-------- TEXT UNDER STUDY --------

The announcement that there will be no club rugby in South Africa in 2020 has not only come as a big blow to aspiring rugby players out there, but also passionate fans of the sport all over the Western Cape.
For a number of people in our local communities, club rugby on a Saturday is a chance to escape the pressures of everyday life.
It’s a chance to hook up with like-minded people who support the same cause - wanting their local team to give them something to be excited about until next weekend.
Club rugby is more than just a game, it’s a central point where communities band together.
And with the coronavirus lockdown having isolated us for so long, a club match or two would have been a welcome social and mental relief for a lot of people out there.
Still, we understand safety comes first and it is for the better that we keep social events to a minimum for now and the foreseeable future.
But for the big club fans out there, I feel your pain.
On to the players.
And if this decision is a bitter pil to sluk for fans, it is doubly so for players.
I know of club players who have worked extremely hard to maintain their conditioning during lockdown.
The announcement that all their hard work was for nothing will undoubtedly be a big mental blow to a number of players and I just hope we don’t lose some of our more talented club stars because of this cancellation.
Spare a thought for the Currie Cup First Division teams who will also not be playing rugby this year.
Our neighbours, Boland, will have absolutely no rugby this year - not club rugby nor provincial games.
For professional players, it means a full year without work.
And this is where it starts to get tricky for the guys at the top.
With only eight professional teams set to play rugby this year, plus their U21s, I foresee a serious problem in 2021.
Traditionally rich in rugby talent, the game in South Africa will face its biggest survival challenge next season.
Remember, the biggest tournament in schoolboy rugby, the Craven Week, was also cancelled for the year.
That means your schools’ feeder system, your club system and your First Division system have all had the plug pulled on them.
And with professional unions only allowed to contract up to 45 players for the year, I find it tough to see where they will find the ready-made talent that will be on par when injuries do happen.
South African rugby needed this season. It would have been a season where club players possibly would have gotten more of a look-in if injuries struck.
Instead, they are now disheartened, with niks to look forward to.
All-in-all, South African rugby is facing a challenge it has never faced before and I reckon 2021 will be a seriously tough year for all involved in the sport.

--------

** WORK REQUEST **
Rewrite the column on club rugby, beginning at the words "Still, we understand" and stopping after "nor provincial games.", with "conditioning" replaced by "fitness".

-------- RECORDS SUPPLIED --------

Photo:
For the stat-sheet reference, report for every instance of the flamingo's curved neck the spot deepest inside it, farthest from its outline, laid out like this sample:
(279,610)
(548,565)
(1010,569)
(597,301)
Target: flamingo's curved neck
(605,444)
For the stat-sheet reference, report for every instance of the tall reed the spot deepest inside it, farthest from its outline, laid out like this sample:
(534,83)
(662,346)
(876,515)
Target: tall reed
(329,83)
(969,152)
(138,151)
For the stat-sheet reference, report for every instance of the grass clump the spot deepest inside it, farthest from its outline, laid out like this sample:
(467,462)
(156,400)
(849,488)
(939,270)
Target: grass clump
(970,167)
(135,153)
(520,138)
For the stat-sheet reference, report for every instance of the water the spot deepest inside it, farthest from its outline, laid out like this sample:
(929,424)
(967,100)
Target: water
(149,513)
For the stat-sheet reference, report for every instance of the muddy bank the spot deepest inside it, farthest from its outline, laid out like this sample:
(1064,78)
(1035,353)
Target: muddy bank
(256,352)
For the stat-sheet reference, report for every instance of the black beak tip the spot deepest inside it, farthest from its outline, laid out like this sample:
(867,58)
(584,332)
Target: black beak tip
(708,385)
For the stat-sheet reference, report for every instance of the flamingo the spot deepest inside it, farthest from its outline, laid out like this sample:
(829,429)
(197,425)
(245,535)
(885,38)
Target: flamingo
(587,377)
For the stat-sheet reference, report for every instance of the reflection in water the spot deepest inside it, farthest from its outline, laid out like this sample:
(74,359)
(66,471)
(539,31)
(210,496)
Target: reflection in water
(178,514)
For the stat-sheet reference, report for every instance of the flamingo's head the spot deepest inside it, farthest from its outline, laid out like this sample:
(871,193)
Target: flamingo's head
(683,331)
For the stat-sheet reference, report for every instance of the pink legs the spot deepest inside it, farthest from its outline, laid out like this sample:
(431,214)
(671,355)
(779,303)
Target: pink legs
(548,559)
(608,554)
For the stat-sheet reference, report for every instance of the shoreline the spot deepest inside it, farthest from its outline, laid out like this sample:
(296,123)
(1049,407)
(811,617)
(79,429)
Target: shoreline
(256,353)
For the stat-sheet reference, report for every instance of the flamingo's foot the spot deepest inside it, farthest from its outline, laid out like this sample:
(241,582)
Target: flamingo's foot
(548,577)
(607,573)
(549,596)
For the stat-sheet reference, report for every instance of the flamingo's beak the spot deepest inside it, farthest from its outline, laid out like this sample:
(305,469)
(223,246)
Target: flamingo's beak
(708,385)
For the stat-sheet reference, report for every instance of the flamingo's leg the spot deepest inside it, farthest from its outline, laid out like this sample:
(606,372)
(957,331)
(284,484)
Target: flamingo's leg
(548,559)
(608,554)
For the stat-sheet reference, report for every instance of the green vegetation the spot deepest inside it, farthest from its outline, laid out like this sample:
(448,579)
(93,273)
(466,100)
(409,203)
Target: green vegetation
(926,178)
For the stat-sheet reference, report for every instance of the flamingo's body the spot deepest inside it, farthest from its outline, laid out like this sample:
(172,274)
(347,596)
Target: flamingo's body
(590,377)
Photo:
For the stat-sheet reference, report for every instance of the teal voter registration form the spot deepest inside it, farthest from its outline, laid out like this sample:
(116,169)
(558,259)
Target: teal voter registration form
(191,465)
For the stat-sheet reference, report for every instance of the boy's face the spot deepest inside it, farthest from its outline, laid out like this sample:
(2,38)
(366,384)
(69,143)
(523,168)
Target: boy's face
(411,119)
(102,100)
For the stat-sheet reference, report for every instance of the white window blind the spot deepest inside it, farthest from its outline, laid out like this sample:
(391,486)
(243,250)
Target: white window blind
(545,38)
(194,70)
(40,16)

--------
-------- RECORDS SUPPLIED --------

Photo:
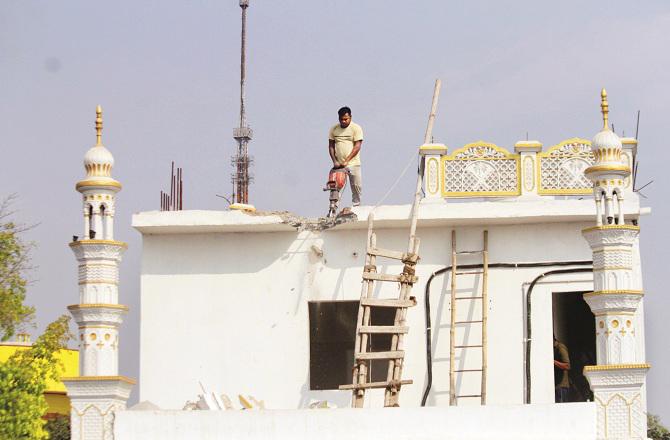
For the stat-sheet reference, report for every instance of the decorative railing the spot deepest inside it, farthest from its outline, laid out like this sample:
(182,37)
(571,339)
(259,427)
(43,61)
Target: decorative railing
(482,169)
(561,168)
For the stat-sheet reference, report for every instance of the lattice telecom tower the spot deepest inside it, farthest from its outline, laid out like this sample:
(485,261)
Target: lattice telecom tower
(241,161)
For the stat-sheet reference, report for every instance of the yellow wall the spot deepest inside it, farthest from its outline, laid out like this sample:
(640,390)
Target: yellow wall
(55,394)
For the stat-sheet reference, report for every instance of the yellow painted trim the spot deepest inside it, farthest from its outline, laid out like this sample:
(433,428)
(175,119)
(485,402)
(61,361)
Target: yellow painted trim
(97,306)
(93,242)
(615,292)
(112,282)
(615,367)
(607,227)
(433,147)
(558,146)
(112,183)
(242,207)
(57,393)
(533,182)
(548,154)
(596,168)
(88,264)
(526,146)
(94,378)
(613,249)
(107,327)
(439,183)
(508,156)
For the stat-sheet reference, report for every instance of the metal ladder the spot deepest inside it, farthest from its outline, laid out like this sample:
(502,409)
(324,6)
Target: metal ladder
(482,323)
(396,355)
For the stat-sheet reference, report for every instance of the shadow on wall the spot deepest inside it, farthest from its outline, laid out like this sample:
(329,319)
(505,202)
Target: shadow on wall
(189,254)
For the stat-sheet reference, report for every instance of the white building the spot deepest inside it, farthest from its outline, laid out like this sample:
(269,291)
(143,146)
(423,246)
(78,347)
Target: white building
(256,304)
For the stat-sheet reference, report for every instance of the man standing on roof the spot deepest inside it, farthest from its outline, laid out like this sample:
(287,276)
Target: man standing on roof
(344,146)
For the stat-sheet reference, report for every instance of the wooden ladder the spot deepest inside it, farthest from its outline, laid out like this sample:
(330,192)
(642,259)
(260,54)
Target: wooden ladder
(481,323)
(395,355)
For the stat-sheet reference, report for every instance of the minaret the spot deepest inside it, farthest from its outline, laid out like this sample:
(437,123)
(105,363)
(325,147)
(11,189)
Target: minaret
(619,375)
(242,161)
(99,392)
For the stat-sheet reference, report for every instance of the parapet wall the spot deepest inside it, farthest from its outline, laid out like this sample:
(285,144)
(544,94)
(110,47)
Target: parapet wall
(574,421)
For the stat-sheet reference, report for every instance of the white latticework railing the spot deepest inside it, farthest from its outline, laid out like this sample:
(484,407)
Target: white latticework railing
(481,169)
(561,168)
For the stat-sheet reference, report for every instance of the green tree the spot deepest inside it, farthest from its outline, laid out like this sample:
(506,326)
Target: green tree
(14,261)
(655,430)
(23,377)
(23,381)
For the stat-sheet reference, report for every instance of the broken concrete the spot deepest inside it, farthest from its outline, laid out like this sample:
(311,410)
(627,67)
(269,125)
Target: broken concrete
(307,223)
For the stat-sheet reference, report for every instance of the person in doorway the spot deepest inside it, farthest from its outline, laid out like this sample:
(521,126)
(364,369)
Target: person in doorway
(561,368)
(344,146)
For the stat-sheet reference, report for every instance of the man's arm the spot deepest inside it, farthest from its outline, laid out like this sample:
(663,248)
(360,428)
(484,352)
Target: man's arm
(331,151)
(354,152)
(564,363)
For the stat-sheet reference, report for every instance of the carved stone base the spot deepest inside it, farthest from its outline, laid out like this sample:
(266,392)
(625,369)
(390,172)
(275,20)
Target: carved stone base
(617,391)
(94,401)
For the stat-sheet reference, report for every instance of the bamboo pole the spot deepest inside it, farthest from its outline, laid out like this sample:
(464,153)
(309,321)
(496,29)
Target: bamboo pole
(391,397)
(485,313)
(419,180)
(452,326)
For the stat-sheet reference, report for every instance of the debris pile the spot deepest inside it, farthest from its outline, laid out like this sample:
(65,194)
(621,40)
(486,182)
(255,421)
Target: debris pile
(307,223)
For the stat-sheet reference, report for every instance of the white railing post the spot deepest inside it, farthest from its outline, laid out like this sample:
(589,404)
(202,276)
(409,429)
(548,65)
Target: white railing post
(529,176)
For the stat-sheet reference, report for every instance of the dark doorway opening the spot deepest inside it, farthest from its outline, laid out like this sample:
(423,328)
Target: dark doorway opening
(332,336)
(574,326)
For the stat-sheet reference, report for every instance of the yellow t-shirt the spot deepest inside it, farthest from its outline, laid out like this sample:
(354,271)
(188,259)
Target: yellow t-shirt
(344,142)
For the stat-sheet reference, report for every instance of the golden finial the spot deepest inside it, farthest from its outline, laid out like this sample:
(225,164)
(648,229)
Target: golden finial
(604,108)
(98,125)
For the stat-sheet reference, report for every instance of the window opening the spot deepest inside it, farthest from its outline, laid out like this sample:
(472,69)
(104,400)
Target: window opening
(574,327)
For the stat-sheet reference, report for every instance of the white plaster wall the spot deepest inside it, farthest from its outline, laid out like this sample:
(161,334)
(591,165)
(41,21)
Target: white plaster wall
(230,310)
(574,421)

--------

** RESPONSE AREA **
Still, we understand safety comes first and it is for the better that we keep social events to a minimum for now and the foreseeable future.
But for the big club fans out there, I feel your pain.
On to the players.
And if this decision is a bitter pil to sluk for fans, it is doubly so for players.
I know of club players who have worked extremely hard to maintain their fitness during lockdown.
The announcement that all their hard work was for nothing will undoubtedly be a big mental blow to a number of players and I just hope we don’t lose some of our more talented club stars because of this cancellation.
Spare a thought for the Currie Cup First Division teams who will also not be playing rugby this year.
Our neighbours, Boland, will have absolutely no rugby this year - not club rugby nor provincial games.